---- PASSAGE TO READ

It's really just go.

Speaker 3:

I'm going to put it on the shelf and I'm going to come back to it when I feel ready, and my personal goal was I want to take at least four to five months off, and um and I, I was able to do that. Um, I went back when he was about five months old. And I mean I go back to a conversation that I had with a colleague a few years prior because or a couple of years prior, I guess, because you know it took us so long to have kids I had. I am a fact finder and researcher, like I like to gather information, and so I was asking everyone during that time, like what's it like to be a parent? What you know? What would you have done differently? What do you think you did? Really well, I would ask everyone. And one conversation that I kept going back to was with a person that I was working with and his wife was a really successful um, you know marketer and she had a it has a very successful career.

Speaker 3:

And he said yeah, when our kids were young, cause they were all grown at this point. Uh, she took five years off to be with the young kids and, uh, that sounds like a long time, but in the whole scheme of things, now that our kids are older, it was literally a blink of an eye, it was a blip on the entire you know radar of her, of her career, and so I kept going back to that, knowing that five months for me sounds like a long time, but I'm sure when I look back on it it will be a blip.

Speaker 3:

And when I look back on it it will be a blip. And when I look back on it it was. So, that was the, that was the decision to take the pause for baby number one.

--------
---- RECORDED DATA

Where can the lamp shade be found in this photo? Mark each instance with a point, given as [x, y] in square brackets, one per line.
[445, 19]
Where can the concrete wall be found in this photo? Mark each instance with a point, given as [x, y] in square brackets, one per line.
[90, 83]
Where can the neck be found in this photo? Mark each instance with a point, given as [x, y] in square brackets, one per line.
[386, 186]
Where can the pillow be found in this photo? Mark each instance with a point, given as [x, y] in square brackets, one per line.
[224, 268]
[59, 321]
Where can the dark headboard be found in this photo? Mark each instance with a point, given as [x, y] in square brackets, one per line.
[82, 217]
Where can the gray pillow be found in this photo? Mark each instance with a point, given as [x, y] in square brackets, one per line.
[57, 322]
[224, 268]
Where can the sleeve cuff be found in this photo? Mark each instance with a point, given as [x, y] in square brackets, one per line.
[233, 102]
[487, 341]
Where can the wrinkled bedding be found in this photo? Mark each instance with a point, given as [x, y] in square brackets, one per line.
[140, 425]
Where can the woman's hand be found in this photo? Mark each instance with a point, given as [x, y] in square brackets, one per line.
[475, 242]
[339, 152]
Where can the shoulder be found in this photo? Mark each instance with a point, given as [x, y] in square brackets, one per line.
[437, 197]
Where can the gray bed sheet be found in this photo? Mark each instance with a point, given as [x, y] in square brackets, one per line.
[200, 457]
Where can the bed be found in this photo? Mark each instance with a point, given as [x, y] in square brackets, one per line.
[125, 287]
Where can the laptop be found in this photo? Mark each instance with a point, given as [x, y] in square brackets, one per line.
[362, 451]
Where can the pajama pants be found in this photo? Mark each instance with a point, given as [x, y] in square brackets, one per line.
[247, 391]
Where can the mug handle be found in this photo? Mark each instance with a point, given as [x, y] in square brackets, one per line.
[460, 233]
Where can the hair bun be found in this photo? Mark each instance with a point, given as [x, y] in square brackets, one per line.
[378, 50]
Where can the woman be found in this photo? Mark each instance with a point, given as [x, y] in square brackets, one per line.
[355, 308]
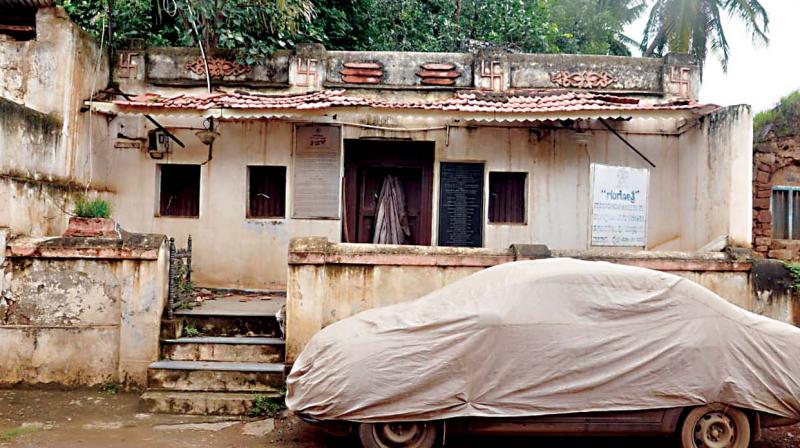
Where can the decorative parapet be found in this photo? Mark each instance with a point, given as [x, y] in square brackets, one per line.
[311, 67]
[185, 67]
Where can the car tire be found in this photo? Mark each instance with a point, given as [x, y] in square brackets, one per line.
[399, 435]
[715, 426]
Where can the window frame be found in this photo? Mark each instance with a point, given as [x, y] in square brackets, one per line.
[489, 201]
[789, 207]
[248, 199]
[159, 184]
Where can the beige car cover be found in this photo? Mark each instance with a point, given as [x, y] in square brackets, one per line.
[548, 337]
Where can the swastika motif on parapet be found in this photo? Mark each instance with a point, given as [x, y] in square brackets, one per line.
[583, 80]
[683, 78]
[493, 72]
[306, 72]
[217, 67]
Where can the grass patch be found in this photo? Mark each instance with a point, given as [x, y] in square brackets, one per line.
[110, 387]
[96, 208]
[9, 435]
[264, 406]
[794, 274]
[190, 331]
[783, 119]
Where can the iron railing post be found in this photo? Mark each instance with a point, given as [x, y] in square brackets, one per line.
[172, 283]
[189, 262]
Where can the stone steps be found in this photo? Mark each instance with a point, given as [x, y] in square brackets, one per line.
[226, 349]
[199, 403]
[211, 376]
[231, 324]
[217, 359]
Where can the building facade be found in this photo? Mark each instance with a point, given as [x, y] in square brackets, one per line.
[485, 150]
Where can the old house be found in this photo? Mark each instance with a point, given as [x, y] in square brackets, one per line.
[465, 160]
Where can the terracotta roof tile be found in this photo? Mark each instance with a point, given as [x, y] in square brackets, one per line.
[516, 102]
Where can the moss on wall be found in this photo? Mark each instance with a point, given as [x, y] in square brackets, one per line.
[14, 115]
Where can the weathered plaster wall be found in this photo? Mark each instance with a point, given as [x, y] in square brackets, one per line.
[61, 296]
[46, 143]
[233, 251]
[329, 282]
[715, 172]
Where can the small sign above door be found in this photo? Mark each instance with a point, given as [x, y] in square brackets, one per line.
[619, 206]
[316, 174]
[461, 204]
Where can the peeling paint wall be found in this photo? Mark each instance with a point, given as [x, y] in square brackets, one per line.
[47, 145]
[234, 251]
[74, 320]
[329, 281]
[715, 172]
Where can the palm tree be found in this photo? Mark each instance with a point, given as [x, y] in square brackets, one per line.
[695, 27]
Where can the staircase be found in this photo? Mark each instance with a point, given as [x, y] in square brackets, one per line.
[217, 358]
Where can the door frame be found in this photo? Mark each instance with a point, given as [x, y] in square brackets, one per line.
[359, 153]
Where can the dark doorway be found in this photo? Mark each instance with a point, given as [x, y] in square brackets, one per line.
[368, 163]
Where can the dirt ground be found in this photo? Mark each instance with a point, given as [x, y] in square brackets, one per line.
[89, 419]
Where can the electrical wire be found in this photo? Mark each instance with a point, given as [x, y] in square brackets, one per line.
[91, 105]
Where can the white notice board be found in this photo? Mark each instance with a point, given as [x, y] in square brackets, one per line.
[316, 174]
[619, 205]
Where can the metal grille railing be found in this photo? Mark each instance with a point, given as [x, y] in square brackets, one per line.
[180, 276]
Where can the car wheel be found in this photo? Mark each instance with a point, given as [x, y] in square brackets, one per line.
[715, 426]
[399, 435]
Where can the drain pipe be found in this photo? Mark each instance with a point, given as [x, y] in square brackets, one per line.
[110, 11]
[200, 44]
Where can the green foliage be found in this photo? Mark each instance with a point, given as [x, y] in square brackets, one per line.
[190, 331]
[132, 19]
[182, 271]
[794, 273]
[95, 208]
[9, 435]
[258, 27]
[109, 387]
[695, 27]
[595, 26]
[265, 406]
[782, 120]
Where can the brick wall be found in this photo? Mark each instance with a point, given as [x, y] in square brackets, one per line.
[776, 161]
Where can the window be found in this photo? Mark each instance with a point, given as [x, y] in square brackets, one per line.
[786, 213]
[507, 197]
[179, 190]
[267, 192]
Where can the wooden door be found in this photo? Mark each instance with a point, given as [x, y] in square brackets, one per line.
[367, 163]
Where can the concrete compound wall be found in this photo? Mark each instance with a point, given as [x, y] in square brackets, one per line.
[81, 312]
[329, 281]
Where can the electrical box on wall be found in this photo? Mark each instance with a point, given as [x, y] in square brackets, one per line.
[158, 144]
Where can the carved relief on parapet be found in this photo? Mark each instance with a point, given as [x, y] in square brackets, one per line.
[217, 67]
[583, 80]
[438, 74]
[491, 74]
[306, 71]
[362, 72]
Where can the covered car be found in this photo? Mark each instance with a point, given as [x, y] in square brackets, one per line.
[548, 337]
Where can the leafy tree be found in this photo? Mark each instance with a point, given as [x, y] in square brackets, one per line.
[595, 26]
[695, 27]
[258, 27]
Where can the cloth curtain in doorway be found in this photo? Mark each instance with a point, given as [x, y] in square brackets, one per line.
[391, 221]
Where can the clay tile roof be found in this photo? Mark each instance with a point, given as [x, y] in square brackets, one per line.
[512, 102]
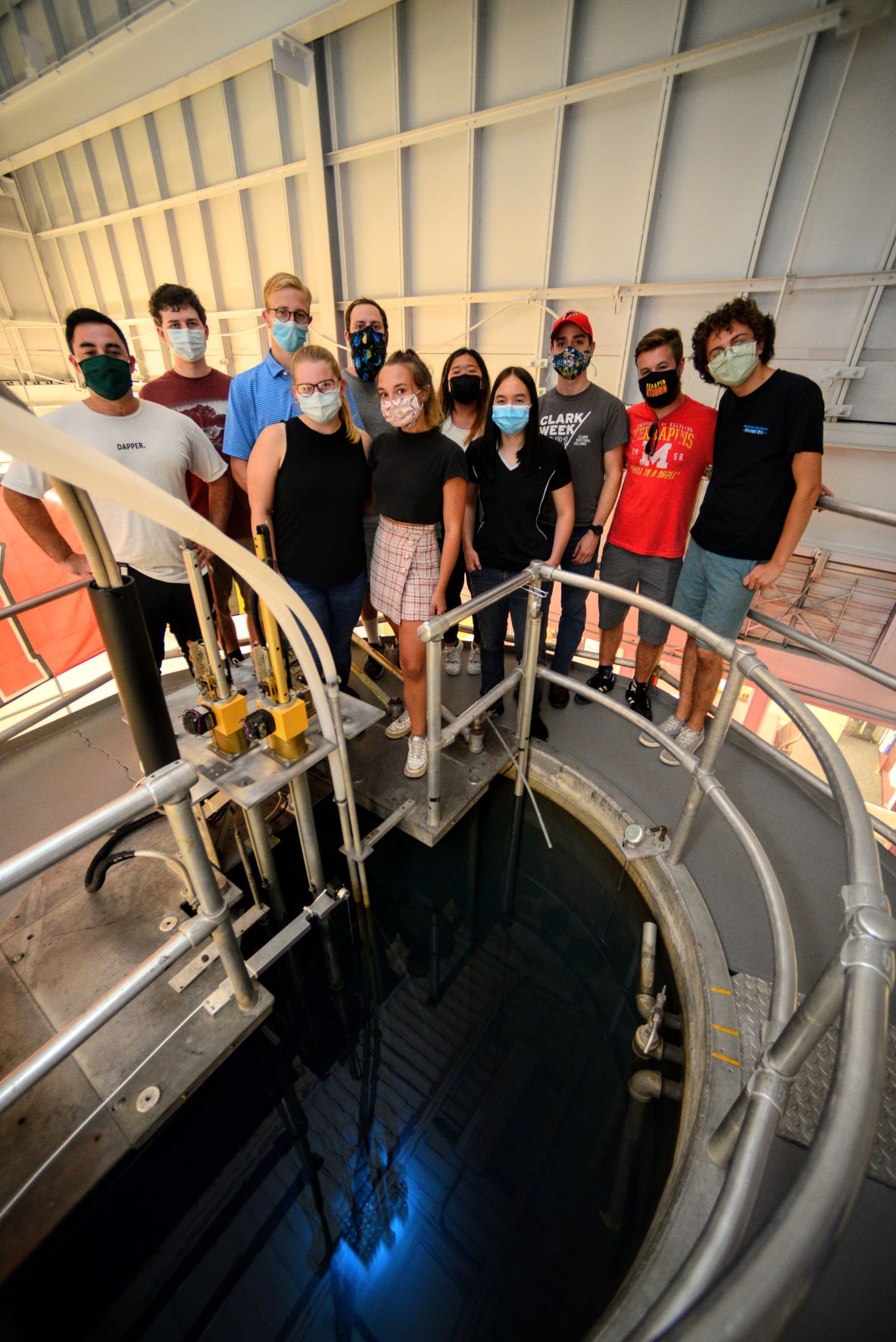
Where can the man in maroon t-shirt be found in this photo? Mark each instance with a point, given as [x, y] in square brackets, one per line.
[200, 392]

--------

● **WHAT IS REQUIRED**
Write what comes next in the transcript about pausing a career after a first baby, picking up after its final sentence.

● **EXERCISE OUTPUT**
Speaker 2:

Yeah, I really appreciate that perspective of the five years, because when I first heard that, I was like whoa, five years off, I mean, what is that going to be like? And I think it depends on your situation, right? If depends on your financial situation and what your partner is able to contribute in that way. And I think that if we're able to create that for ourselves, and whether it's exactly when you become a mom or if it's three or four years later when your kids are still little, but you can kind of take that time midway, I think it's really important to emphasize that, although it feels like a long time, in the big picture, it really is a small amount of pausing that you're doing in terms of your career trajectory. So you're on the other side of this five month pause.

Speaker 2:

What was it like getting back into it? Because I think I know a lot of moms who are likely listening and they're probably like me where I'm over here, like I don't want to sacrifice anything. I can do it all. I can do the mom thing I can do, the business thing I can do whatever, and so, like pausing is something that I actually think. I think moms listening to this show are likely more afraid of pausing than launching a book on the heels of maternity leave. Truthfully, I actually do feel that way. And so what were some of the hard things you needed to confront? A going into the pause, or even during right? Did you feel like you were fully able to kind of like saturate in the benefits of that pause, and what was it like coming back?

Speaker 3:

in the benefits of that pause, and what was it like coming back? Um, let me think about this. So, during the pause, I feel like going well. Personally, for us, going from zero to one rocked our world.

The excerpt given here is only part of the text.